=== Begin Enclosure ===

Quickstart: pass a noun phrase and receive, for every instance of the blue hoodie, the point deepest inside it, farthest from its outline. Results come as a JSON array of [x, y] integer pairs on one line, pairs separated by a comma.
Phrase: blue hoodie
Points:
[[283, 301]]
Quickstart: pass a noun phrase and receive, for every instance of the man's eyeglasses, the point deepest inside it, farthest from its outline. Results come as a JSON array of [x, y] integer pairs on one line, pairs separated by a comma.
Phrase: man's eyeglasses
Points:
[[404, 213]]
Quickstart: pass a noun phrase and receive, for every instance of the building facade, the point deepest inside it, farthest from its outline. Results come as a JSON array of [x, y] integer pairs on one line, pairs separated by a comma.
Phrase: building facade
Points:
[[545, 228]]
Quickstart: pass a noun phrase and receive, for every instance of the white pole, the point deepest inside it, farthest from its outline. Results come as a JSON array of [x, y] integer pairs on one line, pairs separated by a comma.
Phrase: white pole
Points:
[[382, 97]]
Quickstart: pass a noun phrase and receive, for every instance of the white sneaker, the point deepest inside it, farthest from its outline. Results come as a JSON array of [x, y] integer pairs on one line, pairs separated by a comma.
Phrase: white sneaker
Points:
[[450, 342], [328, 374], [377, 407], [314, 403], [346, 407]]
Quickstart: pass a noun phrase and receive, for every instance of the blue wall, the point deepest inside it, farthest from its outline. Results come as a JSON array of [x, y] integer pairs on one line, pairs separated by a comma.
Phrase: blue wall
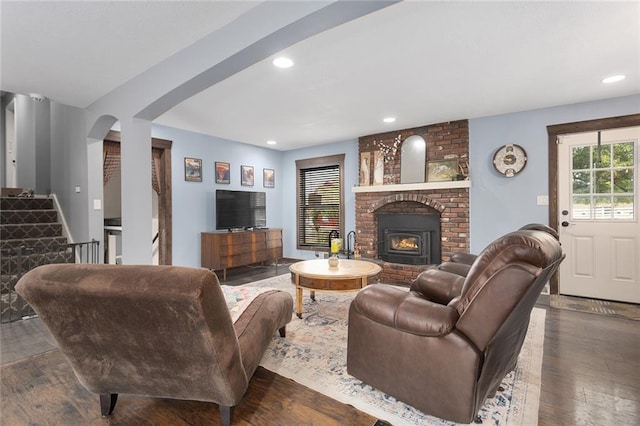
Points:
[[194, 202], [497, 204]]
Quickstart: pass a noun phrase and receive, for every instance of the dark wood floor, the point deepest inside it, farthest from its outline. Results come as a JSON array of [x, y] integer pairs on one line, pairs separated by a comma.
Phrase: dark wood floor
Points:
[[590, 376]]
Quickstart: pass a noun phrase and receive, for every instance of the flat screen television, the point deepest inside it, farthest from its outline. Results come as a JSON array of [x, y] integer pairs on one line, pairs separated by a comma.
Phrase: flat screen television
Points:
[[240, 209]]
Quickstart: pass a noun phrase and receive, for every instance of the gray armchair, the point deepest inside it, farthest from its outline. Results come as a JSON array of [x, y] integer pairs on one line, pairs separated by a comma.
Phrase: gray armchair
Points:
[[157, 331]]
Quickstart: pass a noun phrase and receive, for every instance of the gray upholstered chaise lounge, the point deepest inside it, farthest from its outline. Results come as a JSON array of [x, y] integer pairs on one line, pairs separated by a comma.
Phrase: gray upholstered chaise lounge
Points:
[[157, 331]]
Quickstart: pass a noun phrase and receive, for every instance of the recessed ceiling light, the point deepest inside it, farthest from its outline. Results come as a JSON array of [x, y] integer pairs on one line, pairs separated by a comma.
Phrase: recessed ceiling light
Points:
[[614, 78], [283, 62]]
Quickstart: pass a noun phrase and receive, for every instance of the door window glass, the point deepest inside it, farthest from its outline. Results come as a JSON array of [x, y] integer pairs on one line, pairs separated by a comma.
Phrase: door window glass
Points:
[[603, 183]]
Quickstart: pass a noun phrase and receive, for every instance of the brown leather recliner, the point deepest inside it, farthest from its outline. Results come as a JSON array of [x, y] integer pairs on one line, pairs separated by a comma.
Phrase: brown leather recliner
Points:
[[158, 331], [460, 263], [445, 346]]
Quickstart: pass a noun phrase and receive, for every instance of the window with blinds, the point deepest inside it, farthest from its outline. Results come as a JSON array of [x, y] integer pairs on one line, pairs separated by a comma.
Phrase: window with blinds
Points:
[[320, 201]]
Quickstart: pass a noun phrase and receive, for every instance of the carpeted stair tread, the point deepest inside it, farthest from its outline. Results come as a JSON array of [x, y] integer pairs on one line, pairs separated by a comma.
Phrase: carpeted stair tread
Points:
[[9, 264], [19, 203], [28, 216], [30, 230], [33, 242], [7, 283]]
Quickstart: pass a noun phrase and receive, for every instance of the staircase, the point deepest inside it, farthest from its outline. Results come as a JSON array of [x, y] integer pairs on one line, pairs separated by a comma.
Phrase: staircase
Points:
[[30, 235]]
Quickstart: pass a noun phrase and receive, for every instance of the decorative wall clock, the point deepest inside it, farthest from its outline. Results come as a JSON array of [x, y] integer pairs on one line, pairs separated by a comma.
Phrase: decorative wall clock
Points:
[[510, 159]]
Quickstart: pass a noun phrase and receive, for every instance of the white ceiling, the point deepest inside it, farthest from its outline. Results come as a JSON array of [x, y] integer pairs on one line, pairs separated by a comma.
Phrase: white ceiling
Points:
[[422, 62]]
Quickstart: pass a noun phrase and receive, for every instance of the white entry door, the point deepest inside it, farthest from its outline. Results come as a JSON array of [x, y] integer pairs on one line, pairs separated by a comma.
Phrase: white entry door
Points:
[[598, 214]]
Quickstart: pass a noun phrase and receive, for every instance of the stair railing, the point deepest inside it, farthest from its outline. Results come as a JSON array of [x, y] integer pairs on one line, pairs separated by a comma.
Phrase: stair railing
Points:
[[17, 261]]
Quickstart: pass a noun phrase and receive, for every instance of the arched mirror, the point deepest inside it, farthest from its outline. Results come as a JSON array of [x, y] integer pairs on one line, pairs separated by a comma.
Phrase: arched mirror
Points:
[[413, 160]]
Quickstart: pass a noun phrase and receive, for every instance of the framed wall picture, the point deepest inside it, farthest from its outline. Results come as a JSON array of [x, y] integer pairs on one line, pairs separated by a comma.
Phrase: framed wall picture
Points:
[[442, 170], [378, 168], [268, 178], [365, 168], [246, 175], [223, 172], [192, 169]]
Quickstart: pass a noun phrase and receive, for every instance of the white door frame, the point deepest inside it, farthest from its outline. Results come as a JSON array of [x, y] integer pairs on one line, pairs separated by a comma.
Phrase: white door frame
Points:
[[556, 130]]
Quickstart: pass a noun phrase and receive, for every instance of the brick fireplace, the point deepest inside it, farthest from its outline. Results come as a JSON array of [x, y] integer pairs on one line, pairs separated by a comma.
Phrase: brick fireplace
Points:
[[449, 201]]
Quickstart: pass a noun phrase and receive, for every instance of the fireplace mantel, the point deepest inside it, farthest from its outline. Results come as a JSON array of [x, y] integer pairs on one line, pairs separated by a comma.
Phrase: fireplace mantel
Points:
[[413, 186]]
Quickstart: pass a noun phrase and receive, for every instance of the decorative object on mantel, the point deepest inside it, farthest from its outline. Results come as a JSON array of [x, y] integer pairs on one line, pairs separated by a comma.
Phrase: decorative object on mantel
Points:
[[365, 168], [386, 153], [412, 159], [509, 160], [378, 168]]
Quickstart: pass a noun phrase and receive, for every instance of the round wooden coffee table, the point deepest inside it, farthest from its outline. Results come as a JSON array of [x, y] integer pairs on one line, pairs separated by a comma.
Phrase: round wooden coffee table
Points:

=== End Enclosure ===

# Directions
Pictures aside, retype the entries above exactly as they are.

# Reply
Quickstart: pass a noun phrase and receive, for every instance of the blue hoodie, the point deepest inside it, farthest from its outline. Results come as a JSON array of [x, y] integer pairs on one line, pairs separated by a comma.
Phrase: blue hoodie
Points:
[[283, 301]]
Quickstart: pass a noun phrase and receive, for every instance of the man's eyeglasses, the point deepest inside it, farthest from its outline. Results come as a JSON array of [x, y] integer pairs on one line, pairs separated by a comma.
Phrase: man's eyeglasses
Points:
[[404, 213]]
Quickstart: pass a noun phrase and receive, for every instance of the building facade, the point deepest inside it, farthest from its outline. Results come as a JSON array of [x, y] integer pairs on one line, pairs separated by a comma.
Phrase: building facade
Points:
[[545, 228]]
Quickstart: pass a noun phrase and receive, for every instance of the white pole, the point deepest inside it, farthest from its outline. Results come as a JSON array of [x, y] integer pairs on one line, pairs separated by a comma.
Phrase: white pole
Points:
[[382, 97]]
Quickstart: pass a noun phrase and receive, for every instance of the white sneaker, the point deepest inside it, farthest from its outline. Results come as a JSON array of [x, y] integer pairs on one line, pairs separated by a comma.
Phrase: white sneaker
Points:
[[450, 342], [328, 374], [377, 407], [314, 403], [346, 407]]
Quickstart: pass a noun phrase and receive, for every instance of the blue wall, the point deepest inside it, farthest from its outline. Results come as a JSON array of [x, y] integer pairs on one line, pairs separated by a comma.
Phrase: blue wall
Points:
[[194, 202], [497, 204]]
Quickstart: pass a noun phrase and receive, for every instance of the dark wood floor, the point deepest inside it, farthest from its outline. Results come as a JSON array of [x, y] integer pairs on one line, pairs separated by a comma.
Phrase: dark wood floor
Points:
[[590, 376]]
Quickstart: pass a noun phrase and receive, for every instance of the flat screen television, the point deepest inside it, farthest from its outline. Results come as a JSON array of [x, y] integer pairs on one line, pairs separated by a comma.
Phrase: flat screen television
Points:
[[240, 209]]
Quickstart: pass a noun phrase and receive, for every instance of the gray armchair, the point deepest inside it, farthest from its outline. Results come as a JSON array of [x, y] integer pairs on one line, pairs separated by a comma.
Phrase: gray armchair
Points:
[[157, 331]]
Quickstart: pass a noun phrase and receive, for every instance of the gray upholstered chaise lounge, the point deepest inside it, farthest from its outline. Results come as a JSON array of [x, y] integer pairs on one line, pairs separated by a comma.
Phrase: gray upholstered chaise lounge
Points:
[[157, 331]]
Quickstart: pass a noun phrase and receive, for every instance of the recessed ceiling light, the point deepest inside it, farthest from its outline. Results come as a JSON array of [x, y] integer pairs on one line, pairs separated by a comma.
Phrase: recessed ceiling light
Points:
[[614, 78], [283, 62]]
Quickstart: pass a noun phrase and receive, for every instance of the door window glass, the point deepest inside it, farthest from its outline. Results come as a JSON array of [x, y] integer pairs on one line, pairs separated by a comma.
Phrase: door window glass
Points:
[[603, 183]]
Quickstart: pass a noun phrase and receive, for every instance of the brown leather recliner, the point deepest inside it, farthest from its outline. Results come as a JSON array of [x, y] integer pairs on one line, pairs separated by a comma.
Phrase: brown leather recliner
Points:
[[158, 331], [460, 263], [445, 346]]
Quickstart: pass a noun phrase and receive, for every instance of the window with blinds, the point deepest inside it, farthest from its outline. Results come as a JSON array of [x, y] integer pairs on one line, pairs separated by a comma.
Phrase: window with blinds
Points:
[[320, 201]]
Quickstart: pass a noun phrase and receive, for every instance of the carpeted stair tread, the point deepest inside it, farthest from its outline. Results come as a JSON array of [x, y] integer pairs on one line, pairs separated by a comma.
Phrase: carpeted stair tread
Points:
[[9, 264], [19, 203], [28, 216], [30, 230], [33, 242], [7, 283]]
Quickstart: pass a noun phrase and receive, for every instance of the staircase, the point deepest inside it, farthest from its outline. Results come as a JSON array of [x, y] integer pairs on one line, pairs separated by a comma.
Phrase: staircase
Points:
[[30, 235]]
Quickstart: pass a noun phrase and receive, for every instance of the decorative wall clock, the point deepest inside it, farthest from its outline. Results come as a JSON array of [x, y] integer pairs on one line, pairs separated by a comma.
Phrase: decorative wall clock
Points:
[[510, 159]]
Quickstart: pass a noun phrase and receive, for every instance of the white ceiling, the point deepest inside it, farthest from its outline. Results come as a JSON array of [x, y] integer pairs on one line, pairs separated by a comma.
Phrase: white ceiling
Points:
[[422, 62]]
Quickstart: pass a noun phrase and receive, for every instance of the white entry door, the point deepest inside it, farthest from its outline. Results come as a JSON array of [x, y] integer pairs on one line, pairs separated by a comma.
Phrase: white entry door
Points:
[[598, 214]]
Quickstart: pass a noun phrase and receive, for every instance of the stair railing, the point deepest inside it, farthest from its outline. Results come as a JSON array of [x, y] integer pairs on one line, pairs separated by a comma.
Phrase: stair railing
Points:
[[17, 261]]
Quickstart: pass a noun phrase and receive, for every instance of the arched mirror, the point deepest inside it, farthest from its outline. Results come as a JSON array of [x, y] integer pairs on one line, pairs separated by a comma.
Phrase: arched mirror
Points:
[[413, 160]]
Quickstart: pass a noun phrase and receive, for every instance of the framed wall picture, the point deepest inside it, farthest from its outline. Results come as a JSON array of [x, y] integer pairs on one line, pairs separated by a comma.
Phrase: framed wall picture
Points:
[[442, 170], [378, 168], [268, 178], [365, 168], [246, 175], [223, 172], [192, 169]]
Quickstart: pass a noun phrase and receive, for every instance of the white door frame, the point deepest inside it, farthest from its outline. Results come as a JSON array of [x, y] integer pairs on one line, pairs separated by a comma.
Phrase: white door frame
Points:
[[556, 130]]
Quickstart: pass a noun phrase and receive, for every instance of the brick fireplace, the point deepest inside it, farthest from its outline. Results come as a JSON array of [x, y] integer pairs on one line, pairs separated by a comma.
Phrase: brick fireplace
Points:
[[449, 201]]
Quickstart: pass a noun phrase and receive, for every instance of the fireplace mantel, the point deepest inside it, farthest from its outline. Results come as a JSON array of [x, y] integer pairs on one line, pairs separated by a comma.
Phrase: fireplace mantel
Points:
[[413, 186]]
Quickstart: pass a noun phrase and receive, for every instance of the decorative object on mantel, the point deepest inside it, farthest from its outline. Results come as a JSON array of [x, y] integer pairs on one line, pairs separated by a comma.
Phrase: decorative object on mantel
Points:
[[365, 168], [386, 153], [412, 159], [509, 160], [378, 168]]
Quickstart: pass a noun phrase and receive, for every instance of the round wooden coffee table, the point deepest inside it, farthest from its outline. Results come as a JSON array of [x, y] integer pairs on one line, pairs separated by a comma.
Phrase: round wooden coffee table
Points:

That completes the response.